The task ▸ Return the data from the line containing "Each instance of the scattered" through the end of the data, both ends included, copying each line exactly.

Input data ▸
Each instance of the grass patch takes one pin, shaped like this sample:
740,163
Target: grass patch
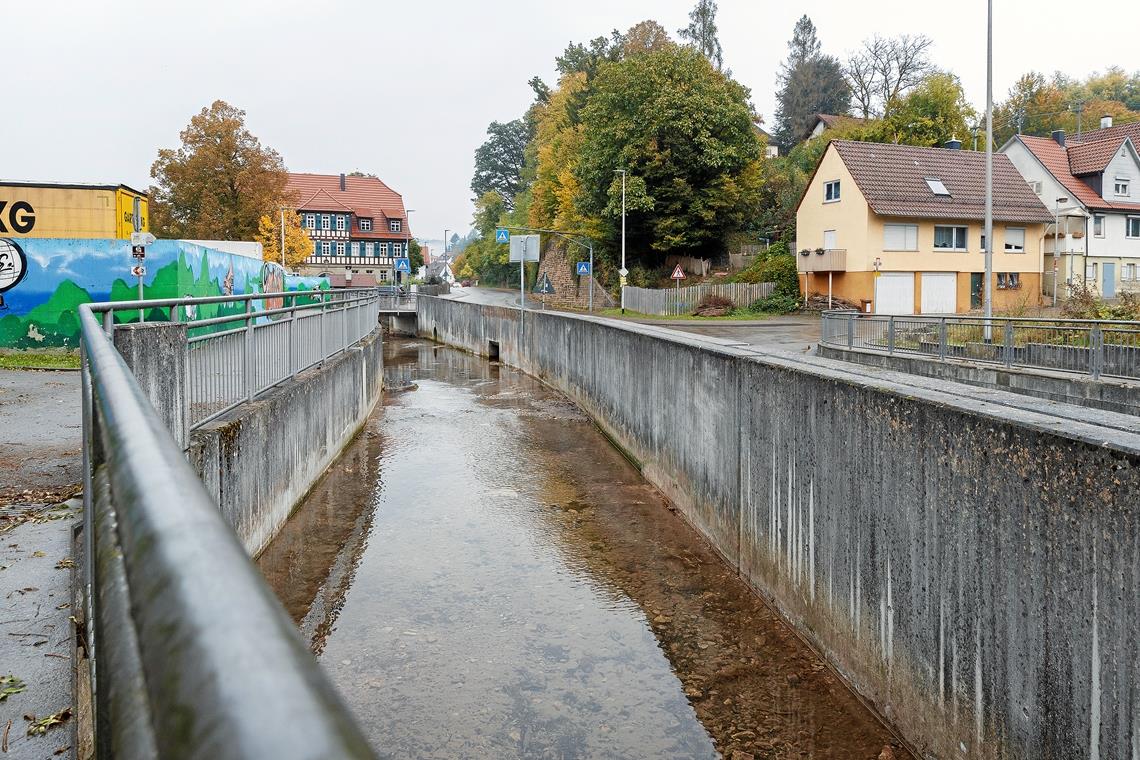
39,359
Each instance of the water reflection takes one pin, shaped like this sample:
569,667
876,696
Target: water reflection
485,577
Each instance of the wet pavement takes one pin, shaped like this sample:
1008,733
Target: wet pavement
40,465
485,575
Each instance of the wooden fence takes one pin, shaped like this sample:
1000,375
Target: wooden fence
684,300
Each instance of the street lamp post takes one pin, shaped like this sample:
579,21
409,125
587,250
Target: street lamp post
624,270
988,303
1057,226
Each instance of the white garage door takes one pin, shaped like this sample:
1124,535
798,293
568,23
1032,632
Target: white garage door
894,293
939,293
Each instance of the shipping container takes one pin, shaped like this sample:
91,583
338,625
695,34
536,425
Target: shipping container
71,211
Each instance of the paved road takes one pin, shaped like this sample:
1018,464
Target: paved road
794,333
40,464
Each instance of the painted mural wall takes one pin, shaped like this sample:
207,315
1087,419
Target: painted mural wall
39,311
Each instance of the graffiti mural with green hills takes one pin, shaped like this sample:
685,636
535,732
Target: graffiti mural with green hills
40,312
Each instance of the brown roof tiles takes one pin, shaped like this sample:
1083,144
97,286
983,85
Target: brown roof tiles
893,180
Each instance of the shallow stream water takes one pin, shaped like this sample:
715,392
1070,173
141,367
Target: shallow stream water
485,575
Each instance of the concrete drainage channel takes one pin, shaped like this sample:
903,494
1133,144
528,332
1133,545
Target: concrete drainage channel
889,522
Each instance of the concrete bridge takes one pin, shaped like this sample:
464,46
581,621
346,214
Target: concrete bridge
965,557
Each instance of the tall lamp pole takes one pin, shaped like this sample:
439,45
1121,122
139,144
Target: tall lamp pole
624,270
988,294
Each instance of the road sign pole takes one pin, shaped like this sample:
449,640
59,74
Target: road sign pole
591,277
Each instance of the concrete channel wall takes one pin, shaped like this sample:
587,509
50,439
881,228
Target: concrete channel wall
260,459
1112,394
971,569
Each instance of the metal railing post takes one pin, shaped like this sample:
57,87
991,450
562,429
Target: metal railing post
290,350
1097,350
320,326
1008,343
250,383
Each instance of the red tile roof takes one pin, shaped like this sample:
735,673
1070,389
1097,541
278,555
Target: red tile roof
1092,150
364,196
1056,160
893,180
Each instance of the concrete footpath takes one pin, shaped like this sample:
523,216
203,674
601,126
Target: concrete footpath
40,468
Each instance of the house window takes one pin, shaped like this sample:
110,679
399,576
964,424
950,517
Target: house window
937,187
1015,239
900,237
950,238
1009,280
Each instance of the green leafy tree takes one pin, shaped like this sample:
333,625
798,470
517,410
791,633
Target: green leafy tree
811,83
499,160
220,181
933,113
701,32
684,133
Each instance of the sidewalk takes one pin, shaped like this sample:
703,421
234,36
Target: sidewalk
40,466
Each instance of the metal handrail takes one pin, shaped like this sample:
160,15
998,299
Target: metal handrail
192,655
1086,346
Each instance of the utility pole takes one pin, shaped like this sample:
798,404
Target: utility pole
624,270
988,294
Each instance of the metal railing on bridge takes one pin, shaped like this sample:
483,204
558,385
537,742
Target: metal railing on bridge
242,345
1093,348
188,652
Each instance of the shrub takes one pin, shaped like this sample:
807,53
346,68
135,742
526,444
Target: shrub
782,271
778,303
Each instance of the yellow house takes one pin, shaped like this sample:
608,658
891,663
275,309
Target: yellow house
68,210
900,229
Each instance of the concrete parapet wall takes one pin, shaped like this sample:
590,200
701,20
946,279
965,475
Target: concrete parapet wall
970,568
1109,394
259,460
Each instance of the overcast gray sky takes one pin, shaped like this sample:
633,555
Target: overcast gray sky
406,89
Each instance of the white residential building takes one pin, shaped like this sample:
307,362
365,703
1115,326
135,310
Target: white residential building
1092,185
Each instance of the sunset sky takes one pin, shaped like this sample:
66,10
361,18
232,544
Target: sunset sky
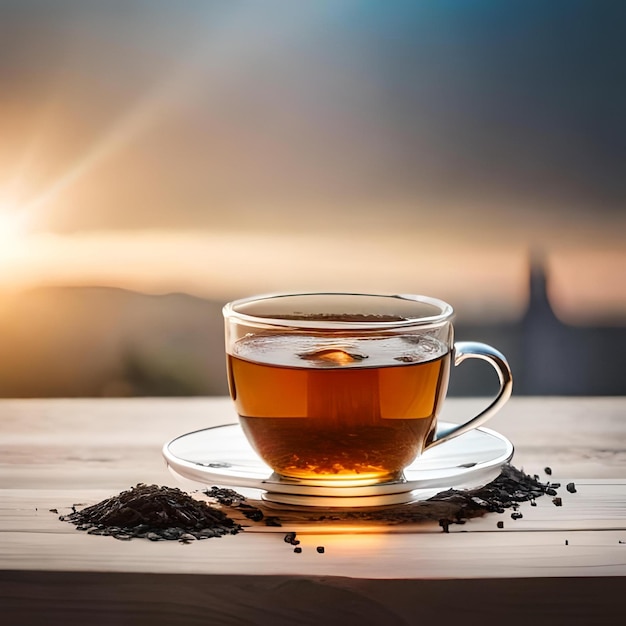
226,148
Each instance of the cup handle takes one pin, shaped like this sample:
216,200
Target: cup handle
475,350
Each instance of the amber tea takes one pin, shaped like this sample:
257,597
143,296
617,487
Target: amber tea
333,388
321,408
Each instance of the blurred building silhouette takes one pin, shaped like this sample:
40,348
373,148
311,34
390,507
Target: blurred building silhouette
547,357
80,341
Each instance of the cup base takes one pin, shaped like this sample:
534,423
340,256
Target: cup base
345,480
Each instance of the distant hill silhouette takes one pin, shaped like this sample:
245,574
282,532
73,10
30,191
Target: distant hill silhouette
74,341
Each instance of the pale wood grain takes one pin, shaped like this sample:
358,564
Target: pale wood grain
55,453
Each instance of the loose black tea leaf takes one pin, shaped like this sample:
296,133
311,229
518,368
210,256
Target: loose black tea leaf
154,513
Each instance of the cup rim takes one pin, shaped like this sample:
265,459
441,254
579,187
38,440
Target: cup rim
446,312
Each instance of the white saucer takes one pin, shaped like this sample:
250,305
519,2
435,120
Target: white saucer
222,456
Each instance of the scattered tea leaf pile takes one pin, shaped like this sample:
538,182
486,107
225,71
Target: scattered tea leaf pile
155,513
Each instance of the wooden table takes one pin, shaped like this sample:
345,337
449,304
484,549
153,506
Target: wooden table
556,565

Result ▸
Each instance of the scattered tea leaf pile takes one pin, shaped like this sample:
538,182
486,107
225,71
Target: scattered tea leaf pile
155,513
Each instance of the wooden table takes one pin, shaped like this sample:
345,337
449,304
484,549
153,506
Target: wooden table
556,565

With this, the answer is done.